◆ **Passage provided**:
%%

Exploration vs Acceptance trade off

Suppose we are sampling a distribution $\pi$ on a finite graph $G$. In our examples so far (e.g. Ising model) we typically propose close by states (e.g. flip one spin). You can alternately propose states by flipping many spins, or even proposing a uniformly random spin configuration.

If you flip one spin at a time, it will take a very very long time for you to start with an all $+$ spin configuration and go to an all $-$ spin configuration. This is bad because it makes the chain mix slowly.

On the other hand, you can reduce this a lot by proposing states that flip many spins (or a cluster of like spins) simultaneously. This reduces the number of moves required to go between any two arbitrary states. However, the odds of accepting the proposed move typically decrease. The typical situation is a trade-off:

The advantage of proposing close by states, is that they tend to get accepted more often.
The trade-off is that the chain will now explore the space slower.

Glauber Dynamics / Gibbs sampling

Glauber chains (or Gibbs samplers) are used when marginals are easy to sample from. One situation is as follows: Let $G, F$ be finite sets and suppose $\mathcal X = \set{ f \colon G \to F }$. In the case of the Ising model $F = \set{\pm 1}$, and $G$ is some lattice / graph. Let $\pi_u \colon \mathcal X \to \R$ be some un-normalized probability distribution that is cheap to compute at any given $x \in \mathcal X$.

For any $v \in G$, $x \in \mathcal X$, define \begin{equation} \mathcal X(x, v) = \set{ y\in \mathcal X \st y(w) = x(w) \text{ for all } w \neq v } \,. \end{equation} Note, $\abs{\mathcal X}$ is large (it equals $\abs{F}^\abs{G}$); however $\abs{ \mathcal X(x, v) } = \abs{F}$ which is small. Thus it is easy to sample from $\pi|_{\mathcal X(x, v)}$. The Glauber chain is a Markov chain with the following update rule. Given $X_n = x$, we choose $v \in G$ uniformly at random. Now we move to state $y \in \mathcal X(x, v)$, where $y$ is chosen randomly with distribution $\pi|_{\mathcal X(x, v)}$. Explicitly, our new state $y \in \mathcal X(x, v)$ is randomly chosen with probability \begin{equation} Q_v(x, y) \defeq \frac{\pi_u(y)}{ \sum_{z \in \mathcal X(x, v)} \pi_u(z) } \end{equation}

Proposition 12. The stationary distribution of the Glauber chain is $\pi$.

%%

◆ **Information supplied**:
%%

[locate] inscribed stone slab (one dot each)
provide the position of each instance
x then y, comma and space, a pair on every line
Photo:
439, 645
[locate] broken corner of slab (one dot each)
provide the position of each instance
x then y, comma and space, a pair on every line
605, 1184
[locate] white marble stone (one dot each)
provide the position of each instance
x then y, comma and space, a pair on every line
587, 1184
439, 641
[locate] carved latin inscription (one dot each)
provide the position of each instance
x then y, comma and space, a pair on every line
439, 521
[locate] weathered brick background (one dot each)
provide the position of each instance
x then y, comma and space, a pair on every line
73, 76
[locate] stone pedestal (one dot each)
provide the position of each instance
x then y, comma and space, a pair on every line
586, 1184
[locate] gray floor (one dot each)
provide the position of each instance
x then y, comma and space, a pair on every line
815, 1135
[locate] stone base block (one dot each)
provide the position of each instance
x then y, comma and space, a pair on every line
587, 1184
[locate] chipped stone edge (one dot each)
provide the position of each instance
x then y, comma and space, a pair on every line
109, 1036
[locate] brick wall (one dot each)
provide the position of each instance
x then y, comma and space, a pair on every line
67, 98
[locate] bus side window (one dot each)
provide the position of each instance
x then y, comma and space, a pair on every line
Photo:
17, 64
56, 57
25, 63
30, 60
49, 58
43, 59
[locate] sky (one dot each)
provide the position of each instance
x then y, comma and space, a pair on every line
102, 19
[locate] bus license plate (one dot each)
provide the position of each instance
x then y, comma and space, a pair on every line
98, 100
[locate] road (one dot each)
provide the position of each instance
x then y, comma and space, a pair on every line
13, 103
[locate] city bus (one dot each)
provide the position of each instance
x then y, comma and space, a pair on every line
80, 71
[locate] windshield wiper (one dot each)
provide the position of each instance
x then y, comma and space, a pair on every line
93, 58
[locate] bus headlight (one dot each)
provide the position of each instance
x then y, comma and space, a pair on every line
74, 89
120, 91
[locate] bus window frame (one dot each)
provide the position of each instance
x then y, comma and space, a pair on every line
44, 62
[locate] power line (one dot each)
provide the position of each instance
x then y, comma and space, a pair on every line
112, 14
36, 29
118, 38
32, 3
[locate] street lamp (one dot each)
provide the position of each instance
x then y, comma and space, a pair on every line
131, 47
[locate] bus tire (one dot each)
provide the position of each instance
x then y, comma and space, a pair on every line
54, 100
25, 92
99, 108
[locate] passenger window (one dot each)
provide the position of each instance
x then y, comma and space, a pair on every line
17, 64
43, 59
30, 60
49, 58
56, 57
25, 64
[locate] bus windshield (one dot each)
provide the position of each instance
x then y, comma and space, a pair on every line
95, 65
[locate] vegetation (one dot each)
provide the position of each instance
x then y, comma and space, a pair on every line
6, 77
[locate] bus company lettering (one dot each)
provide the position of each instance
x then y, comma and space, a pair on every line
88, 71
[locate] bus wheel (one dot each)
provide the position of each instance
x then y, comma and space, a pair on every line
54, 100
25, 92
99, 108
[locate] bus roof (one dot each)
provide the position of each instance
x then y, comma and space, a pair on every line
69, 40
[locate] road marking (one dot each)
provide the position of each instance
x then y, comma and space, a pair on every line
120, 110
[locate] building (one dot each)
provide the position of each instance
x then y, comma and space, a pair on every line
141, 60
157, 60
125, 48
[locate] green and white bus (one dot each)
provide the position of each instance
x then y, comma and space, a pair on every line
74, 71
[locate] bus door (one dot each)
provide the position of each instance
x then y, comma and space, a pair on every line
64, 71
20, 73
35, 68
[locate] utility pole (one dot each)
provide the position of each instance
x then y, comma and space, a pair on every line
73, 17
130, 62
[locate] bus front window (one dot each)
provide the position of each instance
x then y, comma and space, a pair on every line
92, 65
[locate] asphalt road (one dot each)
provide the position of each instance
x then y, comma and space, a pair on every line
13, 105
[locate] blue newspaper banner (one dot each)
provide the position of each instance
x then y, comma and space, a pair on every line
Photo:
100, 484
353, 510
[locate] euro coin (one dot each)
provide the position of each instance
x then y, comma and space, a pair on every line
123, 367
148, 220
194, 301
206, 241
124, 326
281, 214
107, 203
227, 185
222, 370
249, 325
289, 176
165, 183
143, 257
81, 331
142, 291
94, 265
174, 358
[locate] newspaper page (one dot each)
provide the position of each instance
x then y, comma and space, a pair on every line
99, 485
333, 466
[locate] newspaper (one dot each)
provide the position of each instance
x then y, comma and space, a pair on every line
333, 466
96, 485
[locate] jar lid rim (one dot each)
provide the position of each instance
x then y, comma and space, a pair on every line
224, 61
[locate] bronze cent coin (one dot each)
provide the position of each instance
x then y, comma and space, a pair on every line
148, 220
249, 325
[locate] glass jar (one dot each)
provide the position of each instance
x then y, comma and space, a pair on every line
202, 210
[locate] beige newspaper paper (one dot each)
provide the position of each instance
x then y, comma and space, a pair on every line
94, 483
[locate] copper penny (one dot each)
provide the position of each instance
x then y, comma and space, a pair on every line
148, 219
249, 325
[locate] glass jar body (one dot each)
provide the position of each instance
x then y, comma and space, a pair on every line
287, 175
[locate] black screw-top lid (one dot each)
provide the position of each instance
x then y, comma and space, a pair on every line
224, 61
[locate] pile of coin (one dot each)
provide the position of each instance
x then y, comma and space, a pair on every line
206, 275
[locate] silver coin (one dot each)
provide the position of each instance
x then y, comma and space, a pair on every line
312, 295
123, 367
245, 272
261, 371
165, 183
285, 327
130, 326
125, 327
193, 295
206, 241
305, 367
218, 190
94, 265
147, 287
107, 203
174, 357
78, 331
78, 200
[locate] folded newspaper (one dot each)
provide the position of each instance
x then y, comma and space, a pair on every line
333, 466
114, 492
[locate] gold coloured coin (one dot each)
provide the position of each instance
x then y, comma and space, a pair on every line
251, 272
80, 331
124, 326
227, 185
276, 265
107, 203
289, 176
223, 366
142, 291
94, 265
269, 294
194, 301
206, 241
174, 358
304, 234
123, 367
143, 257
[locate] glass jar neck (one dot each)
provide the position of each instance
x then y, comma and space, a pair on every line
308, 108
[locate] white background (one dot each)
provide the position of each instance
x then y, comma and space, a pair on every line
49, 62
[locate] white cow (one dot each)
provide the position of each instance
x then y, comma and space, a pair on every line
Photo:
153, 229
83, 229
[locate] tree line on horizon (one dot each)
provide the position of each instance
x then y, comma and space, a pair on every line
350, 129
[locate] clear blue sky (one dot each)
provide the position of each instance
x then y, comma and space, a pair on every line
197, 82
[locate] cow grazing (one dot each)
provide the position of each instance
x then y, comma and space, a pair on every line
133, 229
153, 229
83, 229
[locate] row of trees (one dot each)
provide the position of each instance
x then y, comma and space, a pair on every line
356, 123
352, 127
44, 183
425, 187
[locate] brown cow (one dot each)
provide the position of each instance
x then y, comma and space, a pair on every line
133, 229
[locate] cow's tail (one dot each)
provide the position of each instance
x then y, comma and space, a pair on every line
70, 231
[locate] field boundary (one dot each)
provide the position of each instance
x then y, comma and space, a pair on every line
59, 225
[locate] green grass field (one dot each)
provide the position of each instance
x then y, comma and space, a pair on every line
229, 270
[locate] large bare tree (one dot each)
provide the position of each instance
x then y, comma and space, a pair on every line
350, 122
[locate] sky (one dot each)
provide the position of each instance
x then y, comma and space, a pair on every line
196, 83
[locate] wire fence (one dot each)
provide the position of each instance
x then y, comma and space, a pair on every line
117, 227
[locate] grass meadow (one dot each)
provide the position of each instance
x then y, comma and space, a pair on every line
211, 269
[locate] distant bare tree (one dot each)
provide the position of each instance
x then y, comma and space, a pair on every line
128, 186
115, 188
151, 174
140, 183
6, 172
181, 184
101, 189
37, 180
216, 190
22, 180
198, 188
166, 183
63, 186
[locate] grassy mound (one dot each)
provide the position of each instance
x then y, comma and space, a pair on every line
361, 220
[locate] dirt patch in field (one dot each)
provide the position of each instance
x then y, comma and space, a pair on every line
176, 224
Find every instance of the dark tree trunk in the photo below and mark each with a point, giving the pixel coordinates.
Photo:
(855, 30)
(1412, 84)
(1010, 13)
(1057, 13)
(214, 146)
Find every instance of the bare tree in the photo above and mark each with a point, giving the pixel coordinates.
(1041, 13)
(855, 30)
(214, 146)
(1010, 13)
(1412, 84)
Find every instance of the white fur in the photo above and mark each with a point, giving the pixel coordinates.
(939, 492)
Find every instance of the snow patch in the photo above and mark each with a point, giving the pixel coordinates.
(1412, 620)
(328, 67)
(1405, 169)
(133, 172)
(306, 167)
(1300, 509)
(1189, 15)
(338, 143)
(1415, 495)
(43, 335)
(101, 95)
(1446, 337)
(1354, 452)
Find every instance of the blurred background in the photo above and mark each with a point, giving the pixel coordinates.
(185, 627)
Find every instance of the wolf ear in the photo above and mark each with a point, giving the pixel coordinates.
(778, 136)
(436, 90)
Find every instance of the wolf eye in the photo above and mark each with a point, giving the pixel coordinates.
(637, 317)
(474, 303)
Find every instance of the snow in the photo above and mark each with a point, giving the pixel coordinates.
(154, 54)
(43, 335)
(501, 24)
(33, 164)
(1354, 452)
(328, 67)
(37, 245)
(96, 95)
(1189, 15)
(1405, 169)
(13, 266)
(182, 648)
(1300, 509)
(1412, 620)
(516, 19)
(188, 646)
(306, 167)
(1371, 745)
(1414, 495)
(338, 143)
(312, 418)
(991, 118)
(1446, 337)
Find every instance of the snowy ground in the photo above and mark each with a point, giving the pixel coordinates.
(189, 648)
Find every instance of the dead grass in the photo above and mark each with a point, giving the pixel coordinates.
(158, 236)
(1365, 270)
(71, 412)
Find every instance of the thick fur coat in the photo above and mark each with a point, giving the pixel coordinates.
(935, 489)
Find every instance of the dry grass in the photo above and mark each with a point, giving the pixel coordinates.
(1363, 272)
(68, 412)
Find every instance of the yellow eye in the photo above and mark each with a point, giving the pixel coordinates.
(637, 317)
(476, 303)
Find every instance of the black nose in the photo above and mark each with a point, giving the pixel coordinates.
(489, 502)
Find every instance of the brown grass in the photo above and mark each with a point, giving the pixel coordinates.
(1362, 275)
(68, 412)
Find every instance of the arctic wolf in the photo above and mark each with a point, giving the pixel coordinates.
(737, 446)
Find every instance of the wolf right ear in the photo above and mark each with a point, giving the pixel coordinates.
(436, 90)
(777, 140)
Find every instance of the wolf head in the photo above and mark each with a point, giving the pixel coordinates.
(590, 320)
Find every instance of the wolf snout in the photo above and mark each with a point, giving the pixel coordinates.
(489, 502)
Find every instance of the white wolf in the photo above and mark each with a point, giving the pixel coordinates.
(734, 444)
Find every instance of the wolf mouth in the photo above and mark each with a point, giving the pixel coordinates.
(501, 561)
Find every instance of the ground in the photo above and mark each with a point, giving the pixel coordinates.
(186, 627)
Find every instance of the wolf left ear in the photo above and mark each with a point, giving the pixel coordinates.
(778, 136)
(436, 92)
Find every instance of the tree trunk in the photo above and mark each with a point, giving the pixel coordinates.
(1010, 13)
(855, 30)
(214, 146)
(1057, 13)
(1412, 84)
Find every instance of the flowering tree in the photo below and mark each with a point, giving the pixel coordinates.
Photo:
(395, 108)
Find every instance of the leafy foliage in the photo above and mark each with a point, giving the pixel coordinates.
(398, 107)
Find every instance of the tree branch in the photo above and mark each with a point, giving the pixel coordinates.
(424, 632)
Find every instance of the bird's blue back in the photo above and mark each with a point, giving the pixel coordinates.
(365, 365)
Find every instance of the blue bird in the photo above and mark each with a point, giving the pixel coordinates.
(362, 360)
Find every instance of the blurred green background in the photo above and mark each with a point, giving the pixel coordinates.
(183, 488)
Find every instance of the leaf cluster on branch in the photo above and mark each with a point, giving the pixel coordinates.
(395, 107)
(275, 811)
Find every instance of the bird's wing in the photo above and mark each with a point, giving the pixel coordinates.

%%

◆ **Problem statement**: Continue the notes on Glauber dynamics and Gibbs sampling, starting right after the statement of Proposition 12.

◆ **Answer to this exercise**:
Proposition 13. The Glauber chain is simply a Metropolis–Hastings chain, with proposal mechanism chosen so that: \begin{equation} Q(x, y) = \begin{cases} \displaystyle \frac{Q_v(x, y)}{\abs{G}} & \exists v \in G \st x(w) = y(w) \iff w \neq v\,, \\ \displaystyle \frac{1}{\abs{G}} \sum_{v \in G} Q_v(x, x) & y = x \\ 0 & \text{otherwise} \end{cases} \end{equation} Moreover, the acceptance probability of all proposed moves is $1$.

Convergence Diagnostics

Suppose $f \colon \mathcal X \to \R$ is a test function and we are interested in knowing whether our MCMC estimate of $\hat{\mathcal I}_N(f)$ has converged. The idea behind the Gelman Rubin diagnostic is to take $J$ independent copies of the chain $X^1$, …, $X^J$, and run each of them for $2N$ iterations. The first $N$ iterations are treated as burn in, and discarded, and we write our estimator for the $j$-th chain as \begin{equation} \hat{\mathcal I}^j_N(f) = \frac{1}{N} \sum_{n=N+1}^{2N} f(X^j_n) \,. \end{equation} We denote the average over $J$ chains by \begin{equation} \bar I_N(f) = \frac{1}{J} \sum_{j = 1}^J \hat I^j_N(f) \,. \end{equation}

Now, we expect \begin{equation} B \defeq \frac{1}{J-1} \sum_{j = 1}^{J} (\hat I_N^j(f) - \bar I_N f )^2 \approx \frac{J-1}{J} \E ( \hat I_N(f) - I_\pi(f) )^2 \xrightarrow{N \to \infty} 0 \,. \end{equation} On the other hand, \begin{equation} W \defeq \frac{1}{J} \sum_{j = 1}^J \frac{1}{N-1} \sum_{n=N+1}^{2N} \paren{f(X^j_n) - \hat I^j_N(f) }^2 \approx \frac{N - 1}{N} \var_\pi(f) \,. \end{equation} So if the chains have converged, we should have $B / W \to 0$ as $N \to \infty$.

One can use normal asymptotics and hypothesis testing to convert this into a convenient rule of thumb: Define \begin{equation} V \defeq \frac{N-1}{N} W + B \quad\text{and}\quad R = \sqrt{\frac{V}{W}} \end{equation} As $N \to \infty$ we expect $R \to 1$. If $R > 1.2$ we detect lack of convergence with 97.5% certainty.

Remark 14. The reason for the weird $J-1$ and $N-1$ that appear is to get a better estimate on the standard deviation.